Stored dataset items:
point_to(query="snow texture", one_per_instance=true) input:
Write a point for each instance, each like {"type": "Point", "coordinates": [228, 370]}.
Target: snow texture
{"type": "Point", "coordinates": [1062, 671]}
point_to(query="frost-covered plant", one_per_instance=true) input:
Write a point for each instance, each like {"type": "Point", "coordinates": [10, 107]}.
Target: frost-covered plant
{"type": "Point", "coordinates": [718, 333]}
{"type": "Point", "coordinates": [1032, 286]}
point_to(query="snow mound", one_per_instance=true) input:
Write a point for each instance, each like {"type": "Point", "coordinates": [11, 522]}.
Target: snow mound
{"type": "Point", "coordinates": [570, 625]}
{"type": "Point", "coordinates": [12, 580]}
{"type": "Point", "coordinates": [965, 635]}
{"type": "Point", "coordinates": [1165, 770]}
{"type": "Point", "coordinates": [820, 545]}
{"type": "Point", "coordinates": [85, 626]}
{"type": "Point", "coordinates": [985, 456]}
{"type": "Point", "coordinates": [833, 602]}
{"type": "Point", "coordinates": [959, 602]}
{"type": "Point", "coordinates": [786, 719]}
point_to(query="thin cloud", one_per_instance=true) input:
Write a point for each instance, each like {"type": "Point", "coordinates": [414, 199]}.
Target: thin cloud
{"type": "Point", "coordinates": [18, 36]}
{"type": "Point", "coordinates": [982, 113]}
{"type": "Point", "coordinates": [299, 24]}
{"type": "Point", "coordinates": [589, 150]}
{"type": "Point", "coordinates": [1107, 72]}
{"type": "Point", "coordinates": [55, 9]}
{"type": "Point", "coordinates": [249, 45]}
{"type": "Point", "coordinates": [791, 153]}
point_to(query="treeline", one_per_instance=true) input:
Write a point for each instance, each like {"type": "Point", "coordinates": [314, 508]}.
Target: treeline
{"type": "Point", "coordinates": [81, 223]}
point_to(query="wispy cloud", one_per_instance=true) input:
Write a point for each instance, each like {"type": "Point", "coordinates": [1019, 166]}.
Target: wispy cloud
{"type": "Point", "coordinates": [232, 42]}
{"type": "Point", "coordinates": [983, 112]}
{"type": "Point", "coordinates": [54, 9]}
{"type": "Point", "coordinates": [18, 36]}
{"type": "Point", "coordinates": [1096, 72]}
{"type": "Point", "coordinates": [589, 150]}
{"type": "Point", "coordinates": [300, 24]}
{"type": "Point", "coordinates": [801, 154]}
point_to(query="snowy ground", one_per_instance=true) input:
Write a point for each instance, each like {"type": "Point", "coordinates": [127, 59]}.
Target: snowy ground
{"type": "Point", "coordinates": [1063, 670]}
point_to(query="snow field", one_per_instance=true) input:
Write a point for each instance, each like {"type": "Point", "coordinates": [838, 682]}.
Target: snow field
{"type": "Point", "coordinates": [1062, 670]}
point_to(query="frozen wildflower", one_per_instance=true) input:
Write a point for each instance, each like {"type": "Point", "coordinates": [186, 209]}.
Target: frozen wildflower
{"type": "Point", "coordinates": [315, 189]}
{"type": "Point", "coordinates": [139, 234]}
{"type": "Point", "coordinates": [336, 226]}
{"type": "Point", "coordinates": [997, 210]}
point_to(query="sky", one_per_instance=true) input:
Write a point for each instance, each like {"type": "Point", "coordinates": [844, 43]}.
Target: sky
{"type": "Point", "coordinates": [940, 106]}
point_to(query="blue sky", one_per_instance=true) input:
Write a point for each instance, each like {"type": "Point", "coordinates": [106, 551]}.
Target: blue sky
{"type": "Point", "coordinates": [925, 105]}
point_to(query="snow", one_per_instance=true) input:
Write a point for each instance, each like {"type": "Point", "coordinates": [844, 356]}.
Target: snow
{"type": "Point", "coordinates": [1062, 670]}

■ REQUIRED TASK ■
Each line of the material above needs to be quoted exactly, please.

■ REPLY TO THE EXERCISE ■
point_to(query="snow texture", one_per_instance=true) input:
Write a point for each instance, each like {"type": "Point", "coordinates": [228, 370]}.
Target: snow texture
{"type": "Point", "coordinates": [1062, 671]}
point_to(query="frost-covered plant", one_per_instance=true) input:
Write a point for each instance, each like {"type": "Point", "coordinates": [10, 107]}.
Target: frost-covered plant
{"type": "Point", "coordinates": [718, 333]}
{"type": "Point", "coordinates": [1032, 286]}
point_to(query="snow mound", one_per_instance=true) input:
Write a point for each instance, each like {"type": "Point", "coordinates": [11, 522]}.
Target: snow mound
{"type": "Point", "coordinates": [570, 625]}
{"type": "Point", "coordinates": [12, 580]}
{"type": "Point", "coordinates": [965, 635]}
{"type": "Point", "coordinates": [1165, 770]}
{"type": "Point", "coordinates": [820, 545]}
{"type": "Point", "coordinates": [85, 626]}
{"type": "Point", "coordinates": [985, 456]}
{"type": "Point", "coordinates": [833, 602]}
{"type": "Point", "coordinates": [959, 602]}
{"type": "Point", "coordinates": [786, 719]}
point_to(query="thin cloud", one_per_instance=true) input:
Write a point for each instance, each like {"type": "Point", "coordinates": [414, 199]}.
Target: thin cloud
{"type": "Point", "coordinates": [18, 36]}
{"type": "Point", "coordinates": [982, 113]}
{"type": "Point", "coordinates": [299, 24]}
{"type": "Point", "coordinates": [589, 150]}
{"type": "Point", "coordinates": [1107, 72]}
{"type": "Point", "coordinates": [55, 9]}
{"type": "Point", "coordinates": [249, 45]}
{"type": "Point", "coordinates": [791, 153]}
point_to(query="treeline", one_per_instance=true) input:
Write a point for each instance, each like {"type": "Point", "coordinates": [314, 508]}.
Target: treeline
{"type": "Point", "coordinates": [81, 223]}
point_to(query="wispy cloud", one_per_instance=true) input:
Write a point for each instance, each like {"type": "Point", "coordinates": [1019, 166]}.
Target: wispy cloud
{"type": "Point", "coordinates": [232, 42]}
{"type": "Point", "coordinates": [983, 112]}
{"type": "Point", "coordinates": [54, 9]}
{"type": "Point", "coordinates": [18, 36]}
{"type": "Point", "coordinates": [1096, 72]}
{"type": "Point", "coordinates": [589, 150]}
{"type": "Point", "coordinates": [300, 24]}
{"type": "Point", "coordinates": [801, 154]}
point_to(query="snowy ground", one_per_instance=true) input:
Write a point for each instance, each like {"type": "Point", "coordinates": [127, 59]}.
Target: snowy ground
{"type": "Point", "coordinates": [1063, 670]}
point_to(query="snow field", one_per_instance=true) input:
Write a point for each instance, each like {"type": "Point", "coordinates": [838, 682]}.
Target: snow field
{"type": "Point", "coordinates": [1062, 670]}
point_to(query="frozen wildflower", one_per_instance=true) input:
Write a point for each instance, each like {"type": "Point", "coordinates": [186, 209]}.
Target: frozen wildflower
{"type": "Point", "coordinates": [315, 189]}
{"type": "Point", "coordinates": [139, 234]}
{"type": "Point", "coordinates": [336, 226]}
{"type": "Point", "coordinates": [997, 210]}
point_to(query="sky", one_per_instance=true) input:
Write a point for each instance, each like {"type": "Point", "coordinates": [844, 43]}.
Target: sky
{"type": "Point", "coordinates": [940, 106]}
point_to(query="blue sky", one_per_instance=true) input:
Write a point for each instance, each like {"type": "Point", "coordinates": [106, 551]}.
Target: blue sky
{"type": "Point", "coordinates": [925, 105]}
point_to(query="snow", one_per_instance=true) input:
Write a point for each instance, each like {"type": "Point", "coordinates": [844, 356]}.
Target: snow
{"type": "Point", "coordinates": [1062, 670]}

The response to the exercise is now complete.